Reproduce the article on California's unemployment claims below word for word, from its byline through its final sentence.

Given text ->

****************

Written by Amanda Angulo
California’s unemployment claims are soaring, and Gov. Newsom is to blame.
According to the Employment Development Department, the California backlog of unemployment claims has been rising for the past six weeks straight, reaching nearly 1.19 million. There were also around 159,000 additional claims filed for the week ending Feb 13, according to the U.S. Department of Labor.
The backlogs show that about 80% of those claimants are in situations where claims are pending because of potential overpayment or because claimants have yet to certify their eligibility for payment as required, according to the California EDD website.
The EDD overpaid or mistakenly paid millions of people during the pandemic and even sent money to prison inmates as well as crime syndicates overseas.
Last week, California accounted for 18.4% of all unemployment claims filed in the nation, when just a few weeks ago, that number was 6.3%. As of Feb. 6, California only accounted for 15.3% of the nation’s labor force.
Jobless filings have been rising ever since Governor Newsom shut down the state’s economy to ‘combat COVID.’ He did wind up loosening the lockdown requirements days after Biden entered office, however, despite no change in science.

****************

Record excerpts ->
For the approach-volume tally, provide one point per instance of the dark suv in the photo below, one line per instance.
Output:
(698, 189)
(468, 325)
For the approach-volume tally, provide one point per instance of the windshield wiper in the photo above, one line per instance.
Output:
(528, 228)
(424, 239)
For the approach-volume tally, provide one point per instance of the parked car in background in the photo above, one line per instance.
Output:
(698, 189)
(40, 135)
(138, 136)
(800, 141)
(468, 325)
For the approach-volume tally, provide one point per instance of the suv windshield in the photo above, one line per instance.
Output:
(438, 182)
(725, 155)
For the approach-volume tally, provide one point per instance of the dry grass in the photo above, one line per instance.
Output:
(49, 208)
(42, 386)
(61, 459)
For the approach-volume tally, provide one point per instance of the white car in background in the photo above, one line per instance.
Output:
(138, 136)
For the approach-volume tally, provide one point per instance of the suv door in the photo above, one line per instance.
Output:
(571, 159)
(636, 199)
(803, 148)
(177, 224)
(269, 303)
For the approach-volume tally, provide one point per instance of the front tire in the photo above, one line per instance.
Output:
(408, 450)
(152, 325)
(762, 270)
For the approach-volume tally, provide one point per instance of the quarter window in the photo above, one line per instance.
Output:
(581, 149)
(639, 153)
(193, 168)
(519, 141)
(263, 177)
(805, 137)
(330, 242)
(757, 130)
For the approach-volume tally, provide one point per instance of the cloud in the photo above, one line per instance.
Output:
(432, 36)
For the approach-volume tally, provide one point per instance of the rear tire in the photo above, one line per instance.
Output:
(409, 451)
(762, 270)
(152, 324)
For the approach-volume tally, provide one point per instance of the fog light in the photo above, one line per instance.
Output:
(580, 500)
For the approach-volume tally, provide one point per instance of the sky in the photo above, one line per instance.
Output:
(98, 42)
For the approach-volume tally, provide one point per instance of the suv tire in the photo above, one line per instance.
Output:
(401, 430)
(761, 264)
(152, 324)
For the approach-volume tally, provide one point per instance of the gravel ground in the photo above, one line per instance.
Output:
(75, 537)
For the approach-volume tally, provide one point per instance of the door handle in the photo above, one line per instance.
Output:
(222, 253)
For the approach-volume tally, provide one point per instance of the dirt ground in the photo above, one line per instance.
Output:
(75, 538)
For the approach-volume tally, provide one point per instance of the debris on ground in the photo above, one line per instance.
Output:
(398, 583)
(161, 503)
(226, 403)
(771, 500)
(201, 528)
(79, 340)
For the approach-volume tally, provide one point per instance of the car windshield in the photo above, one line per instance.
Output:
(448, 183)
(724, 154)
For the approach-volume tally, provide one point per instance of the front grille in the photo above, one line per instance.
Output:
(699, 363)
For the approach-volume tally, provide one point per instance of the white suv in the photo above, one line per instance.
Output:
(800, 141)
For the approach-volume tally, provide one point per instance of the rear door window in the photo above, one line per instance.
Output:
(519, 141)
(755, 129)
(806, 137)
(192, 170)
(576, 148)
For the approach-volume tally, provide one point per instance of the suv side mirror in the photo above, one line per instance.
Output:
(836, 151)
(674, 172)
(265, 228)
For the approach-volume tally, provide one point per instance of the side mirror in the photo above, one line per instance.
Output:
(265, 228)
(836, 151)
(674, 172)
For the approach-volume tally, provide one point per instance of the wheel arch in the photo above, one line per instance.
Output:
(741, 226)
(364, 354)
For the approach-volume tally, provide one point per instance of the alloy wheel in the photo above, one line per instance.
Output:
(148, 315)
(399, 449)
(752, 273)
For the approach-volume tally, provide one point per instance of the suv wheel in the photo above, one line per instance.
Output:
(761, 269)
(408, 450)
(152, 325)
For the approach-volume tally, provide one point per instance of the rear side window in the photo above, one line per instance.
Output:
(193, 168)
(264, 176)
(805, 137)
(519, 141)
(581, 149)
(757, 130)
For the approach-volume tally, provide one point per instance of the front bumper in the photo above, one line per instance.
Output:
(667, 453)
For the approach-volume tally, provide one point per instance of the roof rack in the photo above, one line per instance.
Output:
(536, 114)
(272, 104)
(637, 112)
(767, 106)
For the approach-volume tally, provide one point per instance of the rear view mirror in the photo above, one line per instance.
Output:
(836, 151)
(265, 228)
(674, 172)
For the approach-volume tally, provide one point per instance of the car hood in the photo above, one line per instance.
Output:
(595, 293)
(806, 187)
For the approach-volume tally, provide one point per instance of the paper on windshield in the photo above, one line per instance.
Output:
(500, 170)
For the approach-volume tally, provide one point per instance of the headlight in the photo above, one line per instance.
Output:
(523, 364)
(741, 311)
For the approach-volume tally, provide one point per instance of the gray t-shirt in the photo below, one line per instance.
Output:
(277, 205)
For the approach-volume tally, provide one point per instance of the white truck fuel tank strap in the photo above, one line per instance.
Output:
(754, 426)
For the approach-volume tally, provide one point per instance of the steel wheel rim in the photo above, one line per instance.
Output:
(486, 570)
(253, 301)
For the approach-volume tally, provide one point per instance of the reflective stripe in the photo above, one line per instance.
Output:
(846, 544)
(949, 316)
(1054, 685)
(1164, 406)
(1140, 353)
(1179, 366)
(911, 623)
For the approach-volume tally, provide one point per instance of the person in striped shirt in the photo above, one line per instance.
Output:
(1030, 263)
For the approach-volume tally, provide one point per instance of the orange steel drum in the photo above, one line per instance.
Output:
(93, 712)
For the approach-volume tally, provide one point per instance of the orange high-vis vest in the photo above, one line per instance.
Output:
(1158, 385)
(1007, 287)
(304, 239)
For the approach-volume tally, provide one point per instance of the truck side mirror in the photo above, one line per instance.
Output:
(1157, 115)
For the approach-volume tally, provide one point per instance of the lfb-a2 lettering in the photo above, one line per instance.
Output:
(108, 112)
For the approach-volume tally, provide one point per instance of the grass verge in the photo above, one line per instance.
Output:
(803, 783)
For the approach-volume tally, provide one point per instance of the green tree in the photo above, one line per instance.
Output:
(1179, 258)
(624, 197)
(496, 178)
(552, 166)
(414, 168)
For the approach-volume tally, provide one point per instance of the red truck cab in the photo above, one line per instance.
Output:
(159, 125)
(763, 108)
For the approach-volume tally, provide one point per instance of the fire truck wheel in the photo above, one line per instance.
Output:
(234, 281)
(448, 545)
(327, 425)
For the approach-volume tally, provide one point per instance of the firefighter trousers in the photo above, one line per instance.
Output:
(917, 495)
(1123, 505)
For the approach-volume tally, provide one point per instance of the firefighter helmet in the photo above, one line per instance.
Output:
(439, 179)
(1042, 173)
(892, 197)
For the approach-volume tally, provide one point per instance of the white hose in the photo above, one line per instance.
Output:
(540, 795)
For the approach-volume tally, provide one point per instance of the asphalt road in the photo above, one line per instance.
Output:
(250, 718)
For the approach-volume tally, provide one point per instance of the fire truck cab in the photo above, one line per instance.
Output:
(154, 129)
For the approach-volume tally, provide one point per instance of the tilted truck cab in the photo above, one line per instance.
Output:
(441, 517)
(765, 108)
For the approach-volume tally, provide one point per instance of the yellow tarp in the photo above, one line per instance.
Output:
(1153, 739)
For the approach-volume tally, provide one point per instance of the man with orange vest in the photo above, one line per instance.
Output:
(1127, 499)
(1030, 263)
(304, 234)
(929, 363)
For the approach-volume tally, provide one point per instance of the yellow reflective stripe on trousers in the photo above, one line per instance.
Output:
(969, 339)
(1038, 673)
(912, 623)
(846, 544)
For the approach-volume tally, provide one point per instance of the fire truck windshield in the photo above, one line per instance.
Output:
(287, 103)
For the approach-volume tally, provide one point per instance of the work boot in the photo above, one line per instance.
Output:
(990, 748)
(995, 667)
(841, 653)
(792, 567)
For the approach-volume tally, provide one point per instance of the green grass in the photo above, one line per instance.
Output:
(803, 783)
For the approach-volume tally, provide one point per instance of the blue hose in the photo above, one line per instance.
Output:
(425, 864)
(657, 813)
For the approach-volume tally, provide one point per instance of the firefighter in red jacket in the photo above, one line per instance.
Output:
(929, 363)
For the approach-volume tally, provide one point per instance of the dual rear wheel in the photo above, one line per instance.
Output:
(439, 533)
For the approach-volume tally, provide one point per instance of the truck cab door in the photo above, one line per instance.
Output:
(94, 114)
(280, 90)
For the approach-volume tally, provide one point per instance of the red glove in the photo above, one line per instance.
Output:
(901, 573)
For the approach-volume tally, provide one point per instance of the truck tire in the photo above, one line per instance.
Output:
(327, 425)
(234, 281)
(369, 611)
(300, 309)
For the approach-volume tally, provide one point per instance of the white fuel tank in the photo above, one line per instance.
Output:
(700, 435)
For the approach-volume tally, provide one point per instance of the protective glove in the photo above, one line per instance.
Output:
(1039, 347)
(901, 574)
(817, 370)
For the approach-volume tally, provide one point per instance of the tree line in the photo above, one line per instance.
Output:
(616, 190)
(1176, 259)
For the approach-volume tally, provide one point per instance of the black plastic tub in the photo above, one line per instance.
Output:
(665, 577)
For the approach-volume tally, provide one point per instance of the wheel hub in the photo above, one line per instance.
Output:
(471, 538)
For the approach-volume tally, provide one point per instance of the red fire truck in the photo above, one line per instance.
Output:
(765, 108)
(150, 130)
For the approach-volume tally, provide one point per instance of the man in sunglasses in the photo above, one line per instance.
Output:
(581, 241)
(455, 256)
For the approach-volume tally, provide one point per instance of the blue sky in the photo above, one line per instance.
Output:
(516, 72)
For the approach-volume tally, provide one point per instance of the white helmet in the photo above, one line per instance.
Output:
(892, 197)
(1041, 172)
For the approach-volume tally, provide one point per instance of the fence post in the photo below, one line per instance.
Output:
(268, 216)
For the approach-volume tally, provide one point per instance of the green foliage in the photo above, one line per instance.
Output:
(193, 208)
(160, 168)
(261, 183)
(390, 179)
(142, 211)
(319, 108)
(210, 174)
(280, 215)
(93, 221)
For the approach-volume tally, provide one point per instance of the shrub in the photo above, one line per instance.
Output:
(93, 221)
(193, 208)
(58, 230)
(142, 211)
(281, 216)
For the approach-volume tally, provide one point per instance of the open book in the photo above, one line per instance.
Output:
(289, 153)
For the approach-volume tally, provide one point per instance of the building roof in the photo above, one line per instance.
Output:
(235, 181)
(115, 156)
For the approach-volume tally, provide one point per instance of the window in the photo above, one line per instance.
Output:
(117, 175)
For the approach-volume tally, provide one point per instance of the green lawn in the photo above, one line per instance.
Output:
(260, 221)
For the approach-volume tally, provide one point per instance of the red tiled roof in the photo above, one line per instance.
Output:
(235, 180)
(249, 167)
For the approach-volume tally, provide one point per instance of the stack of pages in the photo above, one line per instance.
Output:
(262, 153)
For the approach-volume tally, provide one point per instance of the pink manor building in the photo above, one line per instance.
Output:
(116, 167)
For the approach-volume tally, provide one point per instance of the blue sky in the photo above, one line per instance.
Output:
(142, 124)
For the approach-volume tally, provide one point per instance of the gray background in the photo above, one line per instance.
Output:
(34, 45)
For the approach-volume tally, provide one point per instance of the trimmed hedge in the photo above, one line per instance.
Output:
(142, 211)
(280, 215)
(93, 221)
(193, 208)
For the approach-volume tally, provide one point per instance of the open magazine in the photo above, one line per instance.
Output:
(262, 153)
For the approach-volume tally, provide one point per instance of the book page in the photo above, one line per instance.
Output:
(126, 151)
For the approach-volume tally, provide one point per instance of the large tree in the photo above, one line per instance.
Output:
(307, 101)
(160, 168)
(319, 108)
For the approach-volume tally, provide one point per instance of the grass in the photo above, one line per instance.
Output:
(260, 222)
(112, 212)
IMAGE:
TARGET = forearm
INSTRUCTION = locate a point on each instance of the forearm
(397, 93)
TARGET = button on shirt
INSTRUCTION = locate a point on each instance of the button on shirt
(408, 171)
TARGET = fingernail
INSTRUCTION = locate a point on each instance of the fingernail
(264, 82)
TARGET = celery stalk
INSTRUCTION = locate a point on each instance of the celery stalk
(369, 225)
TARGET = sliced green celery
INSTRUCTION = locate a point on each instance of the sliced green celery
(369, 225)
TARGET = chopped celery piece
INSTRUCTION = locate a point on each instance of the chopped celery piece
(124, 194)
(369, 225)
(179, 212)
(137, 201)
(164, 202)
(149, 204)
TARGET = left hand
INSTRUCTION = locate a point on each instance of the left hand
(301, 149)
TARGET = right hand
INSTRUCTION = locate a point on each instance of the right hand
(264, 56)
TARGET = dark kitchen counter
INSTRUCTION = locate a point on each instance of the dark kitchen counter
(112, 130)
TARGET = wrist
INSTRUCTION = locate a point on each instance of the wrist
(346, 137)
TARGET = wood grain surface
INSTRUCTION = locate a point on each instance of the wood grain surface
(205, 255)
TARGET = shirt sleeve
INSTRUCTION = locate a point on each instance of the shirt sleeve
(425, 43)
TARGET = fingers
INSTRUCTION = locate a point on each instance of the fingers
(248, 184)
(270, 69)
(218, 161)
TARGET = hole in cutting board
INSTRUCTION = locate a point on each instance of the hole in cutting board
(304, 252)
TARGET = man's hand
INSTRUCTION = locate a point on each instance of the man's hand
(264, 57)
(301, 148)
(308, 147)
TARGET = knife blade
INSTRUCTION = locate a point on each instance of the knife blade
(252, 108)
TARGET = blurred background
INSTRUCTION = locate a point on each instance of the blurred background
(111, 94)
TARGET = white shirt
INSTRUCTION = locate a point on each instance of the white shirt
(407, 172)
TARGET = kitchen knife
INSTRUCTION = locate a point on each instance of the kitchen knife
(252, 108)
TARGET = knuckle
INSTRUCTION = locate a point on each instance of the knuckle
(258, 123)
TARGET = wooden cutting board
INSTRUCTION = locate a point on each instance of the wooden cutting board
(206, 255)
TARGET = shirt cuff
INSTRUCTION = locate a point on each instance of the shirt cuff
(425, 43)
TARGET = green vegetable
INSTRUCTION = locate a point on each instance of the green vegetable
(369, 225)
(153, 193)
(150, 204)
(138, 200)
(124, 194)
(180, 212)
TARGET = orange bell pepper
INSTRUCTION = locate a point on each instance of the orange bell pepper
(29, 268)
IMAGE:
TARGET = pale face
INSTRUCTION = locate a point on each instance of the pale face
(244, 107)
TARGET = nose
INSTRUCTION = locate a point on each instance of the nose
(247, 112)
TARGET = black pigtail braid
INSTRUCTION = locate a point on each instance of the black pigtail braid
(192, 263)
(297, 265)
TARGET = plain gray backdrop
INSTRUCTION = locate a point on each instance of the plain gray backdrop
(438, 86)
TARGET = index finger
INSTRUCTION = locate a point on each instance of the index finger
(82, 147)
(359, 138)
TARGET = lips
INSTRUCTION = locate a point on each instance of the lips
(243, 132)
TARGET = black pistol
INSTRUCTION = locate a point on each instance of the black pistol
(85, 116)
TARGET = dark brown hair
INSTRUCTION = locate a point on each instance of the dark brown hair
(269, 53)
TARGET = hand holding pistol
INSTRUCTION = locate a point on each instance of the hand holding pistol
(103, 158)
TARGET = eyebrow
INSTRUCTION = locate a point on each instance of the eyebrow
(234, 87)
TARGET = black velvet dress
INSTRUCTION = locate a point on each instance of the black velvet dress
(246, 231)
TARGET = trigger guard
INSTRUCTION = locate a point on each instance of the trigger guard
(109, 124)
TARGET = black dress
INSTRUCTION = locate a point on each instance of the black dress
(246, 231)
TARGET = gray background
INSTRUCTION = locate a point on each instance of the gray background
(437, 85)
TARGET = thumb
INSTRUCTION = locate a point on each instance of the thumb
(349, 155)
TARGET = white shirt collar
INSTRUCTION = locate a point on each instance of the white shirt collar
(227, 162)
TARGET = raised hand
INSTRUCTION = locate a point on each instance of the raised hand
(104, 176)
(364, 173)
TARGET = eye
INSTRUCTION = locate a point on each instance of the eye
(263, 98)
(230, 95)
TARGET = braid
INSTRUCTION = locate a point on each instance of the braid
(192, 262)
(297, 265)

****************

Response to the exercise ->
Written by Amanda Angulo
California’s unemployment claims are soaring, and Gov. Newsom is to blame.
According to the Employment Development Department, the California backlog of unemployment claims has been rising for the past six weeks straight, reaching nearly 1.19 million. There were also around 159,000 additional claims filed for the week ending Feb 13, according to the U.S. Department of Labor.
The backlogs show that about 80% of those claimants are in situations where claims are pending because of potential overpayment or because claimants have yet to certify their eligibility for payment as required, according to the California EDD website.
The EDD overpaid or mistakenly paid millions of people during the pandemic and even sent money to prison inmates as well as crime syndicates overseas.
Last week, California accounted for 18.4% of all unemployment claims filed in the nation, when just a few weeks ago, that number was 6.3%. As of Feb. 6, California only accounted for 15.3% of the nation’s labor force.
Jobless filings have been rising ever since Governor Newsom shut down the state’s economy to ‘combat COVID.’ He did wind up loosening the lockdown requirements days after Biden entered office, however, despite no change in science.